━━━ SELECTED PASSAGE ━━━

Lunging at me, subduing my tirade with brute strength, I found myself falling in slow motion, held within arms like vice grips, penned to the floor. Spitting in his face, I wondered would this ever end. Maybe he would just put me out of my misery. Walls full of holes spoke volumes, echoing across my drunken, semi-conscious state. What’s new, hadn’t my life been lived in an endless valley, a grave with both ends open? From childhood till now there had been no respite.
Whimpering from the bedroom crib drew his attention to a huddled mass, curled up in fear, causing him to break his hold.
“Get up, you wretched excuse for a mother and get out of here! Go!”
Slamming the door to the bedroom, blocking out anguished cries, he slumped down on the couch. Glaring at me, he grabbed a lap tray and commenced seeding and rolling another joint.
“Didn’t I say get out?”
Crawling to the door, to the blackness, I slipped into the night. Reflections bouncing off the television mocked me as they danced across windowpanes of my heart. Little shards of shadowy light, reaching like fingers, pushed me further, deeper into my abyss of hopelessness.

━━━ ENTRIES SUPPLIED ━━━

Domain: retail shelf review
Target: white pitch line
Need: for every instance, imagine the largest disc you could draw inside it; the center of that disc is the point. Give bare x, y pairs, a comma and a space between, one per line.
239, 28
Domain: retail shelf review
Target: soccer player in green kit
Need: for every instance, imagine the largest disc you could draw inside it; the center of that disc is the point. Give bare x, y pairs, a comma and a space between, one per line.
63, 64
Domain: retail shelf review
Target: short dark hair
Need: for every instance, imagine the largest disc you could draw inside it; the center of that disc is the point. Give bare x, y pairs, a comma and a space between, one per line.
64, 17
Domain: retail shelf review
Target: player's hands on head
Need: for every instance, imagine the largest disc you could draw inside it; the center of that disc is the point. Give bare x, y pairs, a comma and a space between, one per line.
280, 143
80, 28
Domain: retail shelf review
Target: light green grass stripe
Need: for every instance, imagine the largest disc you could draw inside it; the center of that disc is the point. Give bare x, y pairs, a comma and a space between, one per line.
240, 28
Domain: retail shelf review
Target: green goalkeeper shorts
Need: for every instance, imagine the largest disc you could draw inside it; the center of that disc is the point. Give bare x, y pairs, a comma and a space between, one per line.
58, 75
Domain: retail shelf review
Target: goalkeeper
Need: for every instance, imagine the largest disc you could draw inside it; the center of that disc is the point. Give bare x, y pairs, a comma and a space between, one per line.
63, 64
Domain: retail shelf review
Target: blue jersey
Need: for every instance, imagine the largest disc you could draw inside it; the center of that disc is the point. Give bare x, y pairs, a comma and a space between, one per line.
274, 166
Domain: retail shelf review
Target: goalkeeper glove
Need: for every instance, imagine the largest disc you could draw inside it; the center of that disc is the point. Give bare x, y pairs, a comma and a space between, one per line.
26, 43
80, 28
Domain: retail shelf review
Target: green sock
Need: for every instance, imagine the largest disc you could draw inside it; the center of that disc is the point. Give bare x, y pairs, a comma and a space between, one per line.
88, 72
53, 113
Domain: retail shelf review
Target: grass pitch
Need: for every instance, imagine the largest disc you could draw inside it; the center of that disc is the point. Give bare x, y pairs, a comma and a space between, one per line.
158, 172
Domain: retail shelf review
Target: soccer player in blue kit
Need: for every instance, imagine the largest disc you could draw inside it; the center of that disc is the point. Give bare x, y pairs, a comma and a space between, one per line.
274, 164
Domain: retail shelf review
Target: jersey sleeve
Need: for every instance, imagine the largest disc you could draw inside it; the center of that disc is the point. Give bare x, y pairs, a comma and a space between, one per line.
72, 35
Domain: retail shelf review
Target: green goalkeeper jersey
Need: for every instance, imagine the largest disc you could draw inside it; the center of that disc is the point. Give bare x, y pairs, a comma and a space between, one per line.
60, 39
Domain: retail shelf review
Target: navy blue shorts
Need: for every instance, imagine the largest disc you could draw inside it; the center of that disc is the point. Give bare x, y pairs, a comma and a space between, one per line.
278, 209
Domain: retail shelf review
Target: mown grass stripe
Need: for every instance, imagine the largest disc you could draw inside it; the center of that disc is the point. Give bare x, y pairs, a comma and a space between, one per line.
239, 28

━━━
━━━ ENTRIES SUPPLIED ━━━

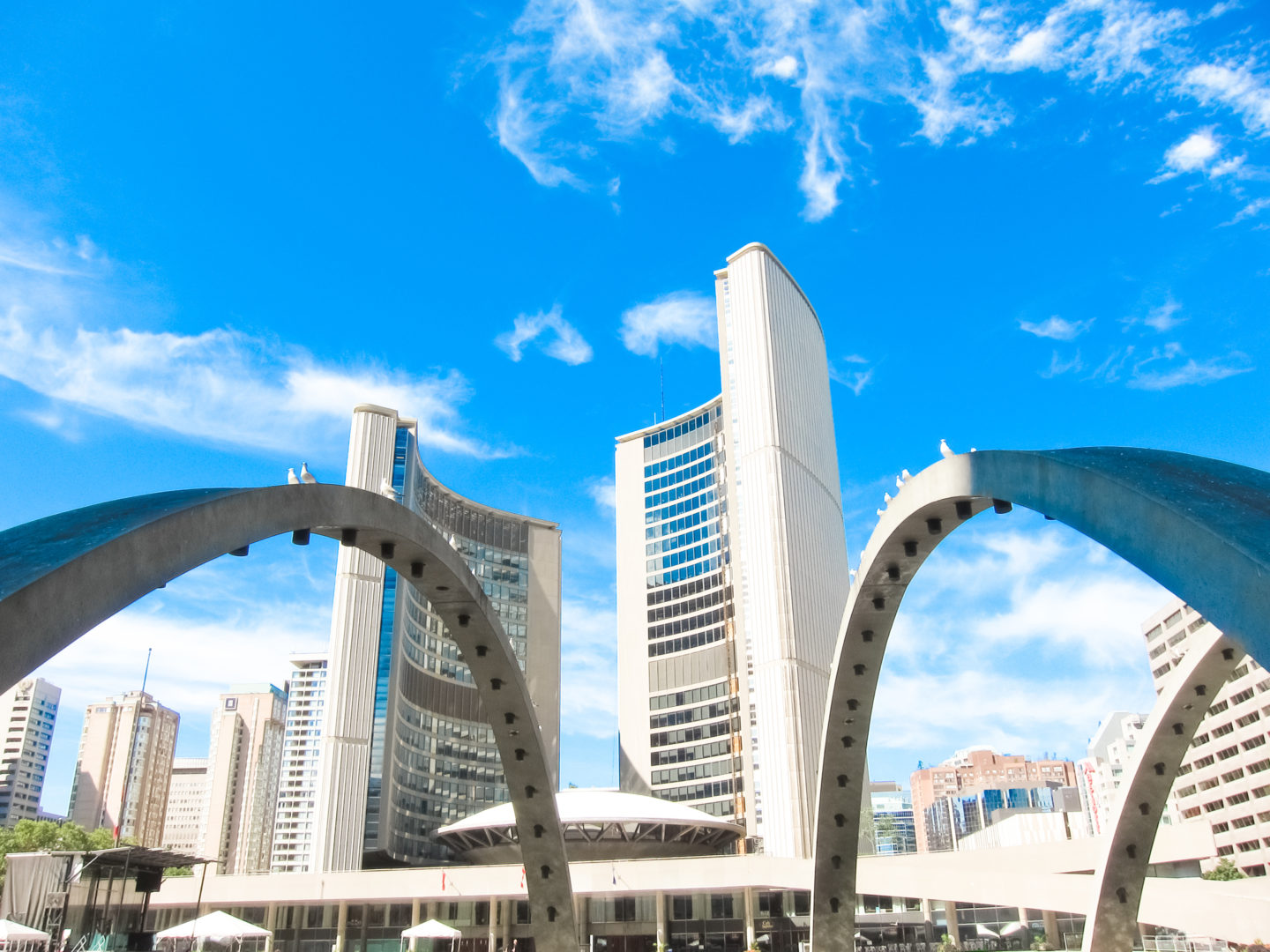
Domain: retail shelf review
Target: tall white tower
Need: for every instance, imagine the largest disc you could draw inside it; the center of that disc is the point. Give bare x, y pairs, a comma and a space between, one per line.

━━━
━━━ ENTRIES SUPPLIED ━━━

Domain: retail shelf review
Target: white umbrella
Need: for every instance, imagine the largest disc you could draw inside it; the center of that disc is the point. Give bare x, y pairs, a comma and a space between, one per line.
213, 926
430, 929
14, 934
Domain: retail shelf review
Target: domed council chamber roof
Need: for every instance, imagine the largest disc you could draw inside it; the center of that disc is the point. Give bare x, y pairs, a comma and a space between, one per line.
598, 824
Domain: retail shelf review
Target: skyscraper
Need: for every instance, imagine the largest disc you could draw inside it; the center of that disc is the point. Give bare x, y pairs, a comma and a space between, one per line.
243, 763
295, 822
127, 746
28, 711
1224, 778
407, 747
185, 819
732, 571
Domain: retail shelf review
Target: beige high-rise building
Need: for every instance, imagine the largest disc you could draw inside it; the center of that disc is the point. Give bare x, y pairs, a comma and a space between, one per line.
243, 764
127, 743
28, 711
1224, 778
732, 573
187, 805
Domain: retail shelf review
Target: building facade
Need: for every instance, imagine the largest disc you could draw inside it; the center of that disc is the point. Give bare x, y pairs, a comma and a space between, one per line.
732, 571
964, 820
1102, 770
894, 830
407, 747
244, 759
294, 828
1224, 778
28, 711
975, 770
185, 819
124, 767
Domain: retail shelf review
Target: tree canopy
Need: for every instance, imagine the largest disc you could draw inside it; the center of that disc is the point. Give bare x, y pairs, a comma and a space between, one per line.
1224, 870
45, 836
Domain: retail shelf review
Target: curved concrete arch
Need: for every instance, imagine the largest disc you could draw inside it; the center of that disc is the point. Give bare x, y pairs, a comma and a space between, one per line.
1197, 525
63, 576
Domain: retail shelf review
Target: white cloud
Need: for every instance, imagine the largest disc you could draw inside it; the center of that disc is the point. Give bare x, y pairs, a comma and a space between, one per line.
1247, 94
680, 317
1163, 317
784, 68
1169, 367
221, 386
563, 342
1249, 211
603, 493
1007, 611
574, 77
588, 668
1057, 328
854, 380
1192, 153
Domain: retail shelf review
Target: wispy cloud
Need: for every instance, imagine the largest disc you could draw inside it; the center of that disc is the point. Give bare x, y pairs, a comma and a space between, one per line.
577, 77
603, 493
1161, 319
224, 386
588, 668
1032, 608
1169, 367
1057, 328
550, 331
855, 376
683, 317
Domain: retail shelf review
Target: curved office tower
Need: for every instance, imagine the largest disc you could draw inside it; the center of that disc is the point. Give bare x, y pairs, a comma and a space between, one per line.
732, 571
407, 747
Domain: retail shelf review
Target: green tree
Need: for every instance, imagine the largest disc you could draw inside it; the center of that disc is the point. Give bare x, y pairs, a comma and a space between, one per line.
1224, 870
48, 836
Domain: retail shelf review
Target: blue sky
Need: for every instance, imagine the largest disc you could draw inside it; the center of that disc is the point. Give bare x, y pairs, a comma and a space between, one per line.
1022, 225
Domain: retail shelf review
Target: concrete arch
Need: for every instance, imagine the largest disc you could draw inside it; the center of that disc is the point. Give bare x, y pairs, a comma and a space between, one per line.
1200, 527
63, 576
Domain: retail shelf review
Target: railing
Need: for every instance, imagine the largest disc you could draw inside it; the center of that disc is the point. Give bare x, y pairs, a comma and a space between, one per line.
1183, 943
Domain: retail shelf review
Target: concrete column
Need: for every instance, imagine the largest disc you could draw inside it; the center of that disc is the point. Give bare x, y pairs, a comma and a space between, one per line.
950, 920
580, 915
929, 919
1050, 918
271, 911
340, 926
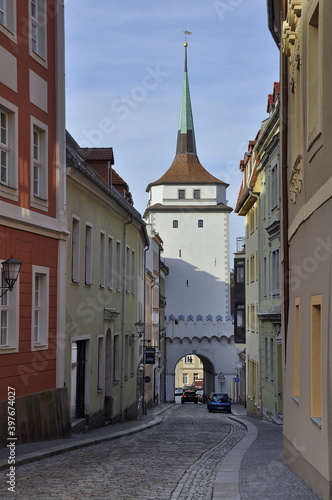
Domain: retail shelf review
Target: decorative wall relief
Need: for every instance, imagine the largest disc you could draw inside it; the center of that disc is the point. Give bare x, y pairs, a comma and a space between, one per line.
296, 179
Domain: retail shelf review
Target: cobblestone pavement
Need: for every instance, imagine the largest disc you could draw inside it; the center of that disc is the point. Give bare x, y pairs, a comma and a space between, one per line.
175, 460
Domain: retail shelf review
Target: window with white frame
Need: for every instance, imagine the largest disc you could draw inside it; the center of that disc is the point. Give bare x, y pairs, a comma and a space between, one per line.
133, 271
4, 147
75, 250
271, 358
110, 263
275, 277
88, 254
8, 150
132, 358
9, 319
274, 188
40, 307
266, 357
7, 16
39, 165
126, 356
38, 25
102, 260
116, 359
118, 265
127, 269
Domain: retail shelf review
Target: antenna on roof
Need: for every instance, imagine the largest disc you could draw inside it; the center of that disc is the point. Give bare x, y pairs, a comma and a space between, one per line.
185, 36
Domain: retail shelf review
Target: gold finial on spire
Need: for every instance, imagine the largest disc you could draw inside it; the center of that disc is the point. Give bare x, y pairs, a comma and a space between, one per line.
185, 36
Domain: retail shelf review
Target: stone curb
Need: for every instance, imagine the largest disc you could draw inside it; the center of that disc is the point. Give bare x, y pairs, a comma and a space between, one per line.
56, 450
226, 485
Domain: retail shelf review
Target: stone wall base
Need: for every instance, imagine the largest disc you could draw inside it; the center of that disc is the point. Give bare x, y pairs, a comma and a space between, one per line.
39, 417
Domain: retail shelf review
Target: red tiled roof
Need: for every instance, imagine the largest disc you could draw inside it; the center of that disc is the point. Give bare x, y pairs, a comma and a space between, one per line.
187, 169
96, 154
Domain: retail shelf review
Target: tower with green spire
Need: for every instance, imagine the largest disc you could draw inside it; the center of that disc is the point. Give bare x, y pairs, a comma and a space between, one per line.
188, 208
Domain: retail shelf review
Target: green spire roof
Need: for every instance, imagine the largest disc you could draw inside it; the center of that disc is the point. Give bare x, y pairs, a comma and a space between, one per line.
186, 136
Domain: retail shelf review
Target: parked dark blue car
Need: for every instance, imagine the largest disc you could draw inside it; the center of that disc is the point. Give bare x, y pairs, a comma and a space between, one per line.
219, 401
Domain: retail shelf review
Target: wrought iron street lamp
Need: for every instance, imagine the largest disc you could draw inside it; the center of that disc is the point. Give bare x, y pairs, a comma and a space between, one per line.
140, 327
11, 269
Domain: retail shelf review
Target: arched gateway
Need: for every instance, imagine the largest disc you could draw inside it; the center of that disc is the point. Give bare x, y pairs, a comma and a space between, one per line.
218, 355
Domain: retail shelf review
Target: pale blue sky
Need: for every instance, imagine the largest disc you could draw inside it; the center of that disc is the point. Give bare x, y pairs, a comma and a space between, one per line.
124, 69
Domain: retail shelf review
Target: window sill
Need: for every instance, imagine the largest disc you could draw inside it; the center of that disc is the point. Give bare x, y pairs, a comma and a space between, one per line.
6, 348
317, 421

━━━

▸ GIVEN TASK 1:
In the narrative passage, what made him break his hold on the narrator?
▸ GIVEN TASK 2:
Reproduce word for word the part of the narrative passage between "Slamming the door" and "rolling another joint.", inclusive.

▸ PROBLEM SOLUTION 1:
He broke his hold because whimpering from the crib in the bedroom drew his attention to a huddled mass curled up in fear.

▸ PROBLEM SOLUTION 2:
Slamming the door to the bedroom, blocking out anguished cries, he slumped down on the couch. Glaring at me, he grabbed a lap tray and commenced seeding and rolling another joint.